__WORK INSTRUCTION__
Each of the records below must be reproduced verbatim.

__Source data__
=== Begin Enclosure ===
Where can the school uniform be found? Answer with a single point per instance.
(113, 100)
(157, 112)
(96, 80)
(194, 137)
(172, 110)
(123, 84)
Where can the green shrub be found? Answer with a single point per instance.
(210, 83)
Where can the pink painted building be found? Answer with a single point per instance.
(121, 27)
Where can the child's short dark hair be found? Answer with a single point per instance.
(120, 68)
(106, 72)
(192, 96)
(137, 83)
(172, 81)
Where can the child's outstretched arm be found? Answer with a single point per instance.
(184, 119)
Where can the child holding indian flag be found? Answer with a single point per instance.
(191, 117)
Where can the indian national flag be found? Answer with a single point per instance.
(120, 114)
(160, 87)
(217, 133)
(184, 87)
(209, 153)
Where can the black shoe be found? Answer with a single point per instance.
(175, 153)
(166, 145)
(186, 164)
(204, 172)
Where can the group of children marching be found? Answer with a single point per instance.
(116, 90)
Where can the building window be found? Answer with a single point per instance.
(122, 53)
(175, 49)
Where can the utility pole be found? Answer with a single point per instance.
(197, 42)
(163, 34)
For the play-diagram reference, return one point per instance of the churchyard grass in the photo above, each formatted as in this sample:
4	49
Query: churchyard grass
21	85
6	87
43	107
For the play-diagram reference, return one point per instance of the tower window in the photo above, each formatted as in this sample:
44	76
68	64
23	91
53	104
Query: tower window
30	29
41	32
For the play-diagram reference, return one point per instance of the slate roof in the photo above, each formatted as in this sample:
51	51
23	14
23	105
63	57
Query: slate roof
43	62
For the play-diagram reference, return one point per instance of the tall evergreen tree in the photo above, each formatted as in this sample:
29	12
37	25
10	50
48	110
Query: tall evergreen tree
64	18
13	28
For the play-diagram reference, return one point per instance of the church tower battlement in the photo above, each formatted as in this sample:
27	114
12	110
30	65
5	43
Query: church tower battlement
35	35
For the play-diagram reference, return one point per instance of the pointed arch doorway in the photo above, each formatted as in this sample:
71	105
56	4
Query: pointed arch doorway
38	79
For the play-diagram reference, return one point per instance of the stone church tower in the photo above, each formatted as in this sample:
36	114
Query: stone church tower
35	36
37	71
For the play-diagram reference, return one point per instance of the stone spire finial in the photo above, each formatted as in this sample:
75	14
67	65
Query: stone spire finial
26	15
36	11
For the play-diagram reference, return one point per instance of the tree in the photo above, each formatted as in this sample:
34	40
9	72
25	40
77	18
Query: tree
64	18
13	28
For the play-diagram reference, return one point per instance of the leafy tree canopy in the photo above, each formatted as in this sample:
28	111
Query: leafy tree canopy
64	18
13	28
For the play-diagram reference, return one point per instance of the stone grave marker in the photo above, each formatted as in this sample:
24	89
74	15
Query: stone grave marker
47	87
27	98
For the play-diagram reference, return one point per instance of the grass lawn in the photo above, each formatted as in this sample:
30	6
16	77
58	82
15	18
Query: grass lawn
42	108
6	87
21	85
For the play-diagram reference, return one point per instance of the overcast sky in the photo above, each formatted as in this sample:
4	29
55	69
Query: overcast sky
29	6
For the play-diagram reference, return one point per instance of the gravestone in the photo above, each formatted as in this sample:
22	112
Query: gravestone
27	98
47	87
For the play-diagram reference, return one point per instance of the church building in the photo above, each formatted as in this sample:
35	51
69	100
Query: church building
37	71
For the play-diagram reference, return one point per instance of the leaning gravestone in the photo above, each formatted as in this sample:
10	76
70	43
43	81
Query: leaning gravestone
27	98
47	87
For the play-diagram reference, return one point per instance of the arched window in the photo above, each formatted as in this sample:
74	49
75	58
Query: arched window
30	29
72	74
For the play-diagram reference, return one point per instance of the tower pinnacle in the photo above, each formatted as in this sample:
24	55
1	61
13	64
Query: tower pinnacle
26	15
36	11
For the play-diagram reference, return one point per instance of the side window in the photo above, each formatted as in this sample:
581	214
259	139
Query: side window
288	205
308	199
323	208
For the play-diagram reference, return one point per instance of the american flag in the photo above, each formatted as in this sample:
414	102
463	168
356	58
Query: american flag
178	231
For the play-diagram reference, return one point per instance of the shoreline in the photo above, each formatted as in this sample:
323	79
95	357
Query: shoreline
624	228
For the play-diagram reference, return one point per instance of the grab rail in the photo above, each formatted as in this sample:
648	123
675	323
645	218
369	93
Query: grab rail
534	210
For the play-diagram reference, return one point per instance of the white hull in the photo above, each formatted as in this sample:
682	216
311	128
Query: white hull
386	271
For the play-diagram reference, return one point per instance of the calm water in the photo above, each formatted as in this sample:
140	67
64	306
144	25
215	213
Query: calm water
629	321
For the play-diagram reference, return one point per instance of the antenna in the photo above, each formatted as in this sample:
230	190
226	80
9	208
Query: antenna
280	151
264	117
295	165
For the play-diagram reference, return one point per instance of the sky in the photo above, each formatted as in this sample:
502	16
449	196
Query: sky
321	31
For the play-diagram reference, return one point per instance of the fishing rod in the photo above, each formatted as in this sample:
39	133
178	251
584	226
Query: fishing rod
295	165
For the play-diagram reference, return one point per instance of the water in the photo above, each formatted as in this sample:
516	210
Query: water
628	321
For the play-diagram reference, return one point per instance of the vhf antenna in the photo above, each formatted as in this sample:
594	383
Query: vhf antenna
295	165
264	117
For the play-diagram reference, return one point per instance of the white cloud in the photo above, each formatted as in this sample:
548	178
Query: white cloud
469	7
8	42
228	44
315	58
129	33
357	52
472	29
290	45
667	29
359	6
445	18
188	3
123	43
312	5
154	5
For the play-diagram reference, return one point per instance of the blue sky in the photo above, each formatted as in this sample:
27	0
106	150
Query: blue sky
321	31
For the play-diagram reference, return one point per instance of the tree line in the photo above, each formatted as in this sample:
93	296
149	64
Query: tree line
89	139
=== End Enclosure ===
__ANSWER TO THIS PROBLEM__
Where can the school uniform be found? Answer with a single point per instance.
(113, 100)
(157, 112)
(96, 80)
(194, 137)
(172, 110)
(123, 84)
Where can the green shrub be found? Answer with a single point per instance.
(210, 83)
Where can the pink painted building be found? Answer with a single point per instance.
(121, 27)
Where can the child's short dark hair be found? Answer with a single point per instance.
(120, 68)
(106, 72)
(192, 96)
(137, 83)
(172, 81)
Where can the child's outstretched arm be found? Answer with a single point per instance.
(184, 119)
Where can the child holding indian flag be found? Answer with a single point per instance.
(191, 117)
Where can the indian national flag be found? Answer with a single point per instance.
(120, 114)
(160, 87)
(217, 133)
(184, 87)
(209, 153)
Where can the black shoe be found? Answer with a single point per instance.
(175, 153)
(166, 145)
(186, 164)
(204, 172)
Where can the group of children marching be found? Answer with a single point per instance.
(116, 90)
Where can the building window be found? Answer with a single point per instance.
(122, 53)
(175, 49)
Where can the utility pole be found? Answer with a single point per instance.
(197, 42)
(163, 34)
For the play-diagram reference, return one point per instance of the churchyard grass in the photo above, each formatted as in this sample:
4	49
Query: churchyard grass
21	85
6	87
43	107
For the play-diagram reference, return one point per instance of the tower window in the photo above, each formatted as in this sample:
44	76
68	64
23	91
53	104
Query: tower window
30	29
41	32
For the play-diagram reference, return one point per instance of the slate roof in the photo above, each formatted as in this sample:
51	51
23	14
23	105
63	57
Query: slate roof
43	62
For the play-diagram reference, return one point per instance of the tall evergreen tree in the photo above, each formatted as in this sample:
29	12
37	25
10	50
48	110
Query: tall evergreen tree
64	18
13	28
For the play-diagram reference, return one point per instance of the church tower battlement in the photo above, each formatted as in this sample:
27	114
12	110
30	65
5	43
Query: church tower battlement
35	35
For the play-diagram reference, return one point per instance of the pointed arch doorway in the photo above, each formatted as in this sample:
71	105
56	4
Query: pointed arch doorway
38	79
For the play-diagram reference, return one point per instance of the stone church tower in the photo above, each formatted as in this sample:
36	114
Query: stone church tower
35	36
37	71
For the play-diagram reference, return one point per instance of the stone spire finial in the photo above, each formatted as in this sample:
75	14
67	65
Query: stone spire finial
26	15
36	11
For the play-diagram reference, return one point per instance of the tree in the photo above, each formatted as in this sample:
34	40
9	72
25	40
77	18
Query: tree
64	18
13	28
For the play-diagram reference, return one point per instance of the leafy tree canopy in the photo above, each formatted as in this sample:
28	111
Query: leafy tree canopy
64	18
13	28
For the play-diagram reference, return one point per instance of the stone grave marker in the photo above, each formatted as in this sample:
24	89
74	15
Query: stone grave marker
47	87
27	98
For the play-diagram reference, return one point per instance of the grass lawn in the photo above, each formatted as in this sample:
30	6
16	77
58	82
15	18
Query: grass lawn
42	108
6	87
21	85
For the play-diagram reference, return one point per instance of the overcast sky in the photo above, each formatted as in this sample:
4	29
55	69
Query: overcast sky
29	6
For the play-diagram reference, return one point per instance of the gravestone in the photo above, each formatted as in this sample:
22	112
Query: gravestone
27	98
47	87
For the play-diagram reference, return one point per instance of the church building in the photo above, each formatted as in this sample:
35	51
69	100
Query: church building
37	71
For the play-diagram reference, return one point per instance of the leaning gravestone in the photo above, each formatted as in this sample:
10	76
70	43
43	81
Query: leaning gravestone
27	98
47	87
For the play-diagram reference, return one point per instance of the arched window in the photo above, each formatted as in this sample:
74	49
75	58
Query: arched window
30	29
72	74
For the play-diagram reference, return one point per instance of the tower pinnacle in the photo above, each formatted as in this sample:
24	55
1	61
13	64
Query: tower pinnacle
26	15
36	11
For the play-diagram reference, return one point per instance of the side window in the photo above, each formatted as in this sample:
581	214
259	139
Query: side window
288	205
308	199
323	208
For the play-diagram reference, return one point per instance of the american flag in the photo above, each formatted as in this sample:
414	102
463	168
356	58
Query: american flag
178	231
For the play-diagram reference, return one point per instance of the shoreline in the photo above, each formatted as in this sample:
323	79
95	357
Query: shoreline
624	228
For the play-diagram reference, return one point per instance of the grab rail in the photo above, each formatted as in this sample:
648	123
675	323
645	218
369	93
Query: grab rail
534	210
For the play-diagram reference, return one point per instance of the white hull in the photo above, each formatted as in this sample:
682	216
311	128
Query: white hull
386	271
For the play-diagram reference, return one point per instance of the calm water in the photo above, each formatted as in this sample:
140	67
64	306
144	25
215	213
Query: calm water
629	321
For the play-diagram reference, return one point per instance of the antenna in the photo above, each formatted as in this sample:
230	190
226	80
9	208
Query: antenna
280	151
264	117
295	165
For the play-diagram reference, return one point per instance of the sky in the photo above, each formatted as in this sample:
502	16
449	196
Query: sky
321	31
For the play-diagram reference, return one point per instance of the fishing rod in the photo above, each formatted as in this sample:
39	133
178	251
584	226
Query: fishing rod
295	165
For the play-diagram reference, return one point per instance of the water in the photo above, each formatted as in this sample:
516	210
Query: water
628	321
For the play-diagram reference, return one point per instance of the vhf antenna in the photo above, each formatted as in this sample:
594	383
Query: vhf antenna
295	165
264	117
For the play-diagram reference, return one point per instance of the white cloud in the photo above, each formatted as in this sample:
548	178
Query: white cloud
469	7
8	42
228	44
315	58
129	33
357	52
472	29
290	45
667	29
359	6
445	18
188	3
123	43
312	5
154	5
For the play-diagram reference, return one point per instance of the blue sky in the photo above, each formatted as in this sample:
27	0
106	150
Query: blue sky
321	31
For the play-diagram reference, return one point per instance of the tree line in the photo above, each formatted as in this sample:
93	296
149	64
Query: tree line
89	139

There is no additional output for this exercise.